Я снова в Кэйу-ки-бик. Лето, часы полуденного зноя. Солнце ярко пылает на красной кровле, утомленно поникли розы, тяжелеют гроздья бузины - скоро осень. Я сижу недалеко от дома в голубоватом сумраке маленькой беседки, обвитой плющом и вьюнками. Я перевел несколько строф нового стихотворения Верхарна, немного почитал и теперь любуюсь золотистыми пчелами, снующими средь последних цветов. Но вот послышались его грузные, медлительные шаги. Верхарн входит в беседку. Он кладет мне на плечи руки и говорит.
- Je veux faire une petite promenade avec ma femme, il fait si beau! (Пойду погуляю с женой. Хорошо-то как!).

Поставленная задача 1 = Соберите все строки списка, в которых встречается слово «bare», с учетом регистра букв.
Отрывок и список между собой никак не связаны.

Исходные данные =
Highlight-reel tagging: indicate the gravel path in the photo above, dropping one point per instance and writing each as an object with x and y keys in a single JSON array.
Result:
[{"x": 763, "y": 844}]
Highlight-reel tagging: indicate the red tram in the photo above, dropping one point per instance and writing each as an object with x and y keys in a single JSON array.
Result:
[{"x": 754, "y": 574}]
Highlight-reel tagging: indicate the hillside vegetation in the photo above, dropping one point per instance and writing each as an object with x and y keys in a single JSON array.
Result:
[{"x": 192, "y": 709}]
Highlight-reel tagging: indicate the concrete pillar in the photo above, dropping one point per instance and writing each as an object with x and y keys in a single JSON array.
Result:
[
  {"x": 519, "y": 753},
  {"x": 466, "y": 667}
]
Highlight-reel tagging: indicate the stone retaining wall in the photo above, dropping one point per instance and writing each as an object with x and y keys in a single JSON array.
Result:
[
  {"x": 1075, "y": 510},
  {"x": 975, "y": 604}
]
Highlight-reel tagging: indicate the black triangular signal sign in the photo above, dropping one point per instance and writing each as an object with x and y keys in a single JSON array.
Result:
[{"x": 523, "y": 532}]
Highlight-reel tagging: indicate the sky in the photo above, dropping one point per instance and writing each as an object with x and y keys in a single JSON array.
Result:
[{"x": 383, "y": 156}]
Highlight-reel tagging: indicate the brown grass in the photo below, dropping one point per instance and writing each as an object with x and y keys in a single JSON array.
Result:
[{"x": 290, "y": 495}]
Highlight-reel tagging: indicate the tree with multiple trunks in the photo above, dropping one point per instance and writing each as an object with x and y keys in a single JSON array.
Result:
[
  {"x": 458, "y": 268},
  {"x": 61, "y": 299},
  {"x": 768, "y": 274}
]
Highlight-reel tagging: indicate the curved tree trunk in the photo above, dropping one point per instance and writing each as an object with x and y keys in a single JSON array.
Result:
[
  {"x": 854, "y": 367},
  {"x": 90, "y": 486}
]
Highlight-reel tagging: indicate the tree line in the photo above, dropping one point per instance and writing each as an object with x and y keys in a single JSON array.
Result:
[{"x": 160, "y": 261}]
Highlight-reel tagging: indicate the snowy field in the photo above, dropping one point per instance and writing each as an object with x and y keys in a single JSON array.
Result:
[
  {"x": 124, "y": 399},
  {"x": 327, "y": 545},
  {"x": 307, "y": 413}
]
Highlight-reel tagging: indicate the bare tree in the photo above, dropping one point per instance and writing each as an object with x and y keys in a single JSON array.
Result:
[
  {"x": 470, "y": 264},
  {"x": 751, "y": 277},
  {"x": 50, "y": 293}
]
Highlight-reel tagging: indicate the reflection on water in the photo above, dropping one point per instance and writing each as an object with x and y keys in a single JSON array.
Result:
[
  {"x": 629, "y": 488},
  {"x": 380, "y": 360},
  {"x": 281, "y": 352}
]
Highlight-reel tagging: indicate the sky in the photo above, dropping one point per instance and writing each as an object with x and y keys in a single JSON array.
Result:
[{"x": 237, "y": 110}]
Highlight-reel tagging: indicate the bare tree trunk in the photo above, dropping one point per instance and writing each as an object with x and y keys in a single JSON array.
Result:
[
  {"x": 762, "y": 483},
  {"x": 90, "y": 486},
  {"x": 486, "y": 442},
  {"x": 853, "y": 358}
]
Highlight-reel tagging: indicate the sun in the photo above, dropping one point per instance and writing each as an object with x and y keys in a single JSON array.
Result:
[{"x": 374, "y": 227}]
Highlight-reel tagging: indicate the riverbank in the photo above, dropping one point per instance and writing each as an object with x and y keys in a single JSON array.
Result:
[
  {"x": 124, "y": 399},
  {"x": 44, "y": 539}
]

Поставленная задача 2 = Где, согласно отрывку, сидит рассказчик в часы полуденного зноя?

Полный ответ 1 =
Highlight-reel tagging: indicate the bare tree in the photo above, dropping one point per instance and writing each as an object with x and y keys in a single JSON array.
Highlight-reel tagging: indicate the bare tree trunk in the photo above, dropping one point per instance and writing each as an object with x and y keys in a single JSON array.

Полный ответ 2 = Недалеко от дома, в голубоватом сумраке маленькой беседки, обвитой плющом и вьюнками.